What you return should be every line below, word for word, and none of the images.

[[ DATA TO EXAMINE open ]]

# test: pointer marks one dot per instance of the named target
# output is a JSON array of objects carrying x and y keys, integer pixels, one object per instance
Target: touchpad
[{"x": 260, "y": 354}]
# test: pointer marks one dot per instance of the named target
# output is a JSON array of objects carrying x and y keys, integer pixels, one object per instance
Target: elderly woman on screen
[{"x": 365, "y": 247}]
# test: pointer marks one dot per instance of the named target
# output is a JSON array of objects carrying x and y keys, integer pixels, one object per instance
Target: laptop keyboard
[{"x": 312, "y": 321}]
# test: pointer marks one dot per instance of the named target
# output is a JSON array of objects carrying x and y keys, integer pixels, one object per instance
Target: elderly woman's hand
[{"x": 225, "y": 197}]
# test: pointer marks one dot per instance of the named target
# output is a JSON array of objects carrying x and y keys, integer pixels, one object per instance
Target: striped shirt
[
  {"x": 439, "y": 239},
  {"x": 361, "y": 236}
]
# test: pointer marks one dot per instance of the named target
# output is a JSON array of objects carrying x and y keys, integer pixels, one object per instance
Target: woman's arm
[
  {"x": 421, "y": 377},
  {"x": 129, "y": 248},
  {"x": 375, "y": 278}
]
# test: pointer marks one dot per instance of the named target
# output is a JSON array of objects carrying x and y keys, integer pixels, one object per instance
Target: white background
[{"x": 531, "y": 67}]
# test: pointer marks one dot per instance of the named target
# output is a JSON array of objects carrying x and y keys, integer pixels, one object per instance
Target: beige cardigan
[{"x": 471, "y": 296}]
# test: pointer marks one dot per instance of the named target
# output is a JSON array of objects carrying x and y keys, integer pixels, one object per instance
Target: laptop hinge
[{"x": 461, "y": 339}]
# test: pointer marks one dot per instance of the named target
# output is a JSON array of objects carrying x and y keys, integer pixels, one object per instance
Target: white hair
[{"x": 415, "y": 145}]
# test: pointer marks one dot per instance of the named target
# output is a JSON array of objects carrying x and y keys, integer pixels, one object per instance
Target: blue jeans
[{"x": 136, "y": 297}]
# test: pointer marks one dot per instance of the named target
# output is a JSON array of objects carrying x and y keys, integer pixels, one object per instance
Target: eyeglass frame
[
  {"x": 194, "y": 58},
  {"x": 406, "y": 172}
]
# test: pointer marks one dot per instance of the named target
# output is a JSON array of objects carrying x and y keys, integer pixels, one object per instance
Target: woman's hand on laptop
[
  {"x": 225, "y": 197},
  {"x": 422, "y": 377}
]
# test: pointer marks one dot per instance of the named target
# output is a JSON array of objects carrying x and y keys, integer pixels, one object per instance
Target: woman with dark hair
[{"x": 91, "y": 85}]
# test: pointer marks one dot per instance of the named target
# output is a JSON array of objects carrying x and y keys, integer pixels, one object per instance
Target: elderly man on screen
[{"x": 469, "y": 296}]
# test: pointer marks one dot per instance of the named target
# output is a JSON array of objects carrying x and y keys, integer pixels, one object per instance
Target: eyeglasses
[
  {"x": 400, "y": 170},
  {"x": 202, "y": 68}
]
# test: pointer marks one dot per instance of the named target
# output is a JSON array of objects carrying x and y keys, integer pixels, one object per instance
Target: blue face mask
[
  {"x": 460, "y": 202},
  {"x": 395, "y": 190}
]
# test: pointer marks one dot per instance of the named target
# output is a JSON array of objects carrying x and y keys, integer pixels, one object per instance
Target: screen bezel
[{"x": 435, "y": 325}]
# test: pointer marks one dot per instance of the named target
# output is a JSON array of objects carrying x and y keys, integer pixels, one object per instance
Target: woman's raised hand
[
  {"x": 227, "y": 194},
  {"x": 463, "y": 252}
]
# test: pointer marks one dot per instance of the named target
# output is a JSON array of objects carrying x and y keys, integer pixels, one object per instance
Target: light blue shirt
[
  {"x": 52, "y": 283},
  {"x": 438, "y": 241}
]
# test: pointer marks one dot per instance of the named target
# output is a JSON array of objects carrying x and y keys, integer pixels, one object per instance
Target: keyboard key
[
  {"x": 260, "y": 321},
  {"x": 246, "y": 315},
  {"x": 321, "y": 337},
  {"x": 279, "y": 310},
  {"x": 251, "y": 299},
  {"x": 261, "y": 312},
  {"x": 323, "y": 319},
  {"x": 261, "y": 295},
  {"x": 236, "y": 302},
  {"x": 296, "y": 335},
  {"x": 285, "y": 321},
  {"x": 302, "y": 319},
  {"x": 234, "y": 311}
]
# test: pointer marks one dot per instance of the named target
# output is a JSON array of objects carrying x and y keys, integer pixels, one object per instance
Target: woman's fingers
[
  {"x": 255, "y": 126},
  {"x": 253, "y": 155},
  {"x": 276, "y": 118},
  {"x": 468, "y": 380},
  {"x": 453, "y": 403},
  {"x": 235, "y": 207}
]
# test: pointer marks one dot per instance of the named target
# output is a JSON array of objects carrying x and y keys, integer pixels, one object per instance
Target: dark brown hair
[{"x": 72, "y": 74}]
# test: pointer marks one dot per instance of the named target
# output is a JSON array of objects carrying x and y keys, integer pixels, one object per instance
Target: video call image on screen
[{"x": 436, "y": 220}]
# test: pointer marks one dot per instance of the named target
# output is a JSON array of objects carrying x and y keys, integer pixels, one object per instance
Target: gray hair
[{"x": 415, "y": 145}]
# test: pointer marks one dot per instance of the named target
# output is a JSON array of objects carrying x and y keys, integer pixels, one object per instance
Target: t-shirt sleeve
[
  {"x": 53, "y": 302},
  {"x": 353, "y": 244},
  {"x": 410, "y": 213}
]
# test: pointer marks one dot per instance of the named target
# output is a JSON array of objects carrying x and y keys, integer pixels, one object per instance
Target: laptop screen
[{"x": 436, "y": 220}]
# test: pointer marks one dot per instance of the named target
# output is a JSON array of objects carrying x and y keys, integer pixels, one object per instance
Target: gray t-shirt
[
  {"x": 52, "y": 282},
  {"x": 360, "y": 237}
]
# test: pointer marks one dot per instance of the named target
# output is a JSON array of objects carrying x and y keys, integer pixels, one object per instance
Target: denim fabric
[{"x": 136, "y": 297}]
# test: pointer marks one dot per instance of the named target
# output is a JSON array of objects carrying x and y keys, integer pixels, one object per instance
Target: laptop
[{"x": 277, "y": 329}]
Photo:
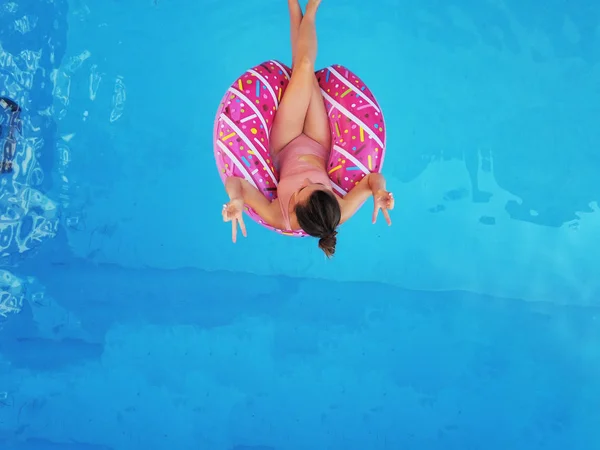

[[ DATA TO EXAMINE closed ]]

> _SOLVED PROBLEM_
# test: pointer marks one dot per instance of the named target
# output is a JSON array of objects carrying x and y keys, integer pixels, one object per instance
Target: touchpad
[{"x": 260, "y": 354}]
# test: pointer marks one dot per instance of the named target
# output is a JSON array of objects carrying x and y keys, integer pixels, one object per instance
Target: elderly woman on screen
[{"x": 365, "y": 247}]
# test: pointer marks one dot per instance of the named target
# output is a JSON array of objects carrying x and y keys, integer pixels, one object per instance
Target: laptop keyboard
[{"x": 312, "y": 321}]
# test: pointer marks one dot per instance of the named target
# output is a JSON array of objects carrying x and y keys, integer pixels, one object per instance
Target: elderly woman's hand
[{"x": 225, "y": 197}]
# test: pointer marks one dot per instance of the named target
# output is a JSON array of objects carrying x and y keys, integer pixels, one object per instance
Target: striped shirt
[
  {"x": 439, "y": 239},
  {"x": 361, "y": 236}
]
# test: pointer marks one dot per instance of the named target
# output is a JSON array of objects carrying x and y keys, integer pixels, one object per instance
Target: woman's arm
[
  {"x": 421, "y": 377},
  {"x": 129, "y": 248},
  {"x": 375, "y": 278}
]
# test: pointer marks one dot per instance of the named target
# output is a JSON array of objects carrying x and y keys, integer pixels, one object per instance
Target: white background
[{"x": 531, "y": 67}]
# test: pointer marks one dot per instance of the named target
# output is a JSON array of objects carrying x and y keys, integer pixels, one object per instance
Target: beige cardigan
[{"x": 471, "y": 296}]
# test: pointer marks one dot per instance of the named target
# output is a JSON array of objects carrying x and y keys, integer pixels, one object per instance
Target: laptop hinge
[{"x": 461, "y": 339}]
# test: pointer marks one dot per instance of the named target
# output is a JSON array of objects carrying x and y keys, integer pixels, one object per instance
Target: white hair
[{"x": 415, "y": 145}]
# test: pointer marks one dot per instance of the named target
# output is a JSON array of objects carrying x and y keys, integer pixels, one object per instance
Target: blue jeans
[{"x": 136, "y": 297}]
# test: pointer marks one dot per instance of the named target
# output is a JSON array of objects carrying x and y keys, integer pixels, one object per instance
Target: eyeglass frame
[
  {"x": 194, "y": 58},
  {"x": 406, "y": 172}
]
# test: pointer marks one dot per instance of the named target
# output is a JSON array of objects carrying x and y keys, integer pixels, one object per instance
Target: woman's hand on laptop
[
  {"x": 225, "y": 197},
  {"x": 422, "y": 377}
]
# test: pointer marks one dot per instance of the named target
# output is a JSON array of objects carrying x and y keys, integer pixels, one object per instance
Target: woman with dark hair
[{"x": 91, "y": 85}]
# test: pointer marks one dot per instance of the named target
# output is a JSON array of objects carrying x and y keys, integer pixels, one object per instance
Target: elderly man on screen
[{"x": 469, "y": 296}]
# test: pointer marks one dot per instance of the named target
# output is a JSON array of objects carrying x and y keys, integer pixels, one object per instance
Target: eyeglasses
[
  {"x": 400, "y": 170},
  {"x": 202, "y": 68}
]
# test: pointer marks one dot per instance of the named target
# output is a JSON array of objects carrying x and y keys, integer pixels, one object per instance
Target: blue face mask
[
  {"x": 460, "y": 202},
  {"x": 395, "y": 190}
]
# test: pointer marks one dot per instance of the named target
# output is a JSON array of objects carrying x and y keys, integer pixels, one object per instance
Target: screen bezel
[{"x": 435, "y": 325}]
# test: pointer marks one dot per instance of the named target
# output is a JSON array of objects carrying x and y keys, integer pixels, one object per instance
Target: woman's raised hand
[
  {"x": 227, "y": 194},
  {"x": 463, "y": 252}
]
# test: pointer marks one dot per instance of the named target
# output is a JSON array of objects carrying x and y keys, integer pixels, one object per instance
Target: light blue shirt
[
  {"x": 52, "y": 283},
  {"x": 438, "y": 241}
]
# test: pointer marks one dot per instance of the named target
# output is a JSON array of objects carrying x and y keys, integer pixels, one object per instance
Target: keyboard key
[
  {"x": 260, "y": 321},
  {"x": 246, "y": 315},
  {"x": 321, "y": 337},
  {"x": 279, "y": 310},
  {"x": 251, "y": 299},
  {"x": 261, "y": 312},
  {"x": 323, "y": 319},
  {"x": 261, "y": 295},
  {"x": 236, "y": 302},
  {"x": 296, "y": 335},
  {"x": 285, "y": 321},
  {"x": 302, "y": 319},
  {"x": 234, "y": 311}
]
# test: pointer marks one dot per instance of the named target
# output is a JSON array of objects carrying x and y keys, integer pixels, one object per instance
Target: woman's fingers
[
  {"x": 255, "y": 126},
  {"x": 253, "y": 155},
  {"x": 276, "y": 118},
  {"x": 468, "y": 380},
  {"x": 453, "y": 403},
  {"x": 235, "y": 207}
]
# test: pointer marks one dot per instance of the named target
# output is a JSON array of objects carrying x and y keys, integer pixels, one object per instance
Target: dark brown hair
[{"x": 72, "y": 74}]
# test: pointer marks one dot per instance of the named target
# output is a JSON array of objects carrying x and y keys, integer pixels, one object per instance
Target: video call image on screen
[{"x": 436, "y": 220}]
# test: pointer marks one dot per instance of the named target
# output is a JSON array of objects carrying x and y keys, integer pixels, one object per instance
Target: gray hair
[{"x": 415, "y": 145}]
# test: pointer marks one dot per instance of the named target
# output is a JSON array of objects carrying x and y keys, integer pixels, one object per instance
Target: t-shirt sleeve
[
  {"x": 53, "y": 302},
  {"x": 353, "y": 244},
  {"x": 410, "y": 213}
]
# test: pointer marks one dot per instance of the named target
# output is a JSON array of objects carrying x and y keys, integer pixels, one object per instance
Target: laptop screen
[{"x": 436, "y": 220}]
# test: pointer marks one dot per instance of the named target
# output is a JSON array of objects carrying x and y keys, integer pixels, one object per instance
Target: gray t-shirt
[
  {"x": 52, "y": 282},
  {"x": 360, "y": 237}
]
# test: pointer marks one dot per instance of the named target
# output is a JSON array of objects carrying x and y keys, integer pixels, one object per instance
Target: denim fabric
[{"x": 136, "y": 297}]
# test: pointer marks one dot per instance of the named target
# output is a JSON array of objects carrying x and y keys, integer pixels, one object per instance
Target: laptop
[{"x": 277, "y": 329}]
Photo:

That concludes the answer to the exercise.